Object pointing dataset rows
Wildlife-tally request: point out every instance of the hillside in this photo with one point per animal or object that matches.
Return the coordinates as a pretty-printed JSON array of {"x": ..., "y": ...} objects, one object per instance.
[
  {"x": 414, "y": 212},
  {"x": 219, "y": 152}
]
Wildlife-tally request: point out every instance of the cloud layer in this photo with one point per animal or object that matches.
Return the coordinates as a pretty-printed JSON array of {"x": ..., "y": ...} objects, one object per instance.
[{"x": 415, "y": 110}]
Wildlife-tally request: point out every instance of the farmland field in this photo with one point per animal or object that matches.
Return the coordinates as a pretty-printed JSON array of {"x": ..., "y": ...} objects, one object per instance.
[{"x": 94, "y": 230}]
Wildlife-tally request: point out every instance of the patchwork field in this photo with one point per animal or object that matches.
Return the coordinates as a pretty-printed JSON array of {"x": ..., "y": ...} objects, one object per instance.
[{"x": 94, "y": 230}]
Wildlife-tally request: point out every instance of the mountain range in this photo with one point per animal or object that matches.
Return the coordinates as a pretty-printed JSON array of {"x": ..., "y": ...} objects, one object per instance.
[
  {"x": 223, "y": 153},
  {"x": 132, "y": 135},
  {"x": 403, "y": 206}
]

--

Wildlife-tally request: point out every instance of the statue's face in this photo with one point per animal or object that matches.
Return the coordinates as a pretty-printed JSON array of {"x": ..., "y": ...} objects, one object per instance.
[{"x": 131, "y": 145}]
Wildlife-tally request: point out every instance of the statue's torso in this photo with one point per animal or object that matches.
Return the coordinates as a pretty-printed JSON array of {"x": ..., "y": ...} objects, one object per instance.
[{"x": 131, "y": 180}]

▶ _Exercise requirements_: Extract each line of the data above that contains the string "statue".

▶ _Solution to the exercise_:
Wildlife-tally request: point out every instance of the statue's face in this photo with one point per animal or object that matches.
Wildlife-tally request: point out every instance of the statue's torso in this photo with one point per animal or object that matches.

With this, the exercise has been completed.